Excerpts from a dataset

———

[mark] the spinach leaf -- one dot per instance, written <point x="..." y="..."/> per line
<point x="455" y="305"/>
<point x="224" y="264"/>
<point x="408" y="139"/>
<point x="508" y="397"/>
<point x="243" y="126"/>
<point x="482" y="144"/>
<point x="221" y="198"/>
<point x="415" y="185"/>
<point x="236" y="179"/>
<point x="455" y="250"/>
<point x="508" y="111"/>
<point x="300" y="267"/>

———

Write the records again exactly as they stand.

-- Output of the exercise --
[mark] the spinach leaf -- one dot per instance, written <point x="..." y="..."/> per line
<point x="455" y="305"/>
<point x="224" y="264"/>
<point x="408" y="139"/>
<point x="508" y="397"/>
<point x="243" y="126"/>
<point x="482" y="144"/>
<point x="221" y="198"/>
<point x="415" y="185"/>
<point x="236" y="179"/>
<point x="455" y="250"/>
<point x="508" y="111"/>
<point x="300" y="267"/>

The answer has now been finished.